- [EXERCISE DATA]:
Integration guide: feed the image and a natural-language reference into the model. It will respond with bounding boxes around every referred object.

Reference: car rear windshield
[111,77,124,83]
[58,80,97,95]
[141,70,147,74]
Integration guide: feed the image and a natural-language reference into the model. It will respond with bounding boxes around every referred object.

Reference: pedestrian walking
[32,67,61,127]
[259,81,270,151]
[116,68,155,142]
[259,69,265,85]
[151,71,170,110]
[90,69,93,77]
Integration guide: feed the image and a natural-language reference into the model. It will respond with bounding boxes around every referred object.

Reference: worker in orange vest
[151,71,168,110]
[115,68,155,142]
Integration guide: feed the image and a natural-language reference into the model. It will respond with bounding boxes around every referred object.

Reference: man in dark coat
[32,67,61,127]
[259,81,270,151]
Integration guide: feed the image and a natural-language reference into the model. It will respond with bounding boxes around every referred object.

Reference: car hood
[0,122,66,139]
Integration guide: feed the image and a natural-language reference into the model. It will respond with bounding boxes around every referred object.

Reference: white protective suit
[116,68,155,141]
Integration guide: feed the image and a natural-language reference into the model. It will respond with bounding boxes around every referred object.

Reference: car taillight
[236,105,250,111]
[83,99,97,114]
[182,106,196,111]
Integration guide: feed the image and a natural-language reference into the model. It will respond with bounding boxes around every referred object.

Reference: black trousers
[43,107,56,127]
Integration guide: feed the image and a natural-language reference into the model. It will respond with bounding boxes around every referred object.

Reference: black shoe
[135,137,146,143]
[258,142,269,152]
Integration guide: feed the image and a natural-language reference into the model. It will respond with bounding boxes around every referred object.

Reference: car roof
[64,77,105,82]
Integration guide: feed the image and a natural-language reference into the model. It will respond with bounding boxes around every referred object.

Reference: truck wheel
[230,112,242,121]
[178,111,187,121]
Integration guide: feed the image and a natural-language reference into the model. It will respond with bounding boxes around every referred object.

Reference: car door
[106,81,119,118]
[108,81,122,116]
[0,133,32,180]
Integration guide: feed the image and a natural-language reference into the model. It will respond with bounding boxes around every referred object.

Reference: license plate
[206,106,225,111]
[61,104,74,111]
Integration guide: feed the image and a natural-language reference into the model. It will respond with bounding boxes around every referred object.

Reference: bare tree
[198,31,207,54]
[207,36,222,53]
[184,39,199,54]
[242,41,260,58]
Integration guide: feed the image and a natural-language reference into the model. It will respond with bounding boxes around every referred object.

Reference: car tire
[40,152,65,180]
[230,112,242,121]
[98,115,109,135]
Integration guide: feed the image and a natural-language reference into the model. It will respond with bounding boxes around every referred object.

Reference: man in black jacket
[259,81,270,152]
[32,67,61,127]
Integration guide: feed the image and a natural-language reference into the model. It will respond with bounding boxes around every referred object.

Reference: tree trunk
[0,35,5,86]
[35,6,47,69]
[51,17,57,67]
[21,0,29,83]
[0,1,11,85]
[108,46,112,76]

- [GIVEN EXERCISE]:
Shift every bounding box by adding 9 to each of its coordinates. Rewrite every line from the start of the rows up to and including the line with "[182,106,196,111]", keeping the guide and reference lines unchanged.

- [FINAL RESULT]:
Integration guide: feed the image and a natural-language reference into the model. It will respond with bounding boxes around every referred object.

Reference: car rear windshield
[120,86,133,92]
[67,89,106,104]
[150,79,156,83]
Integration guide: feed the image and a natural-language reference into the model. It will respond with bounding boxes around every referred object.

Reference: pedestrian walking
[41,76,70,136]
[268,90,279,160]
[125,77,164,151]
[268,78,274,94]
[160,80,179,119]
[99,78,102,86]
Integration guide: feed the image and a natural-language reference into the model. It will respond with bounding boxes around every referred object.

Reference: worker in orange vest
[160,80,177,119]
[124,77,164,151]
Integration guide: feed the image and a natural-language reference into the model. It will respond with bounding boxes around every referred object.

Reference: man in dark coat
[41,76,70,136]
[268,90,279,160]
Integration guide: feed the image and a natural-language reference into the model. It will respond with bounding boxes around every referred object.

Reference: car hood
[9,131,75,148]
Integration guide: feed the image and a natural-language reference into the model. It will respond with bounding boxes around every referred object.

Reference: white protective suit
[125,77,164,150]
Integration guide: feed the image and a natural-language reference into the model. It will respond with bounding boxes around every referred object.

Reference: car taillight
[245,114,259,120]
[92,108,106,123]
[191,115,205,120]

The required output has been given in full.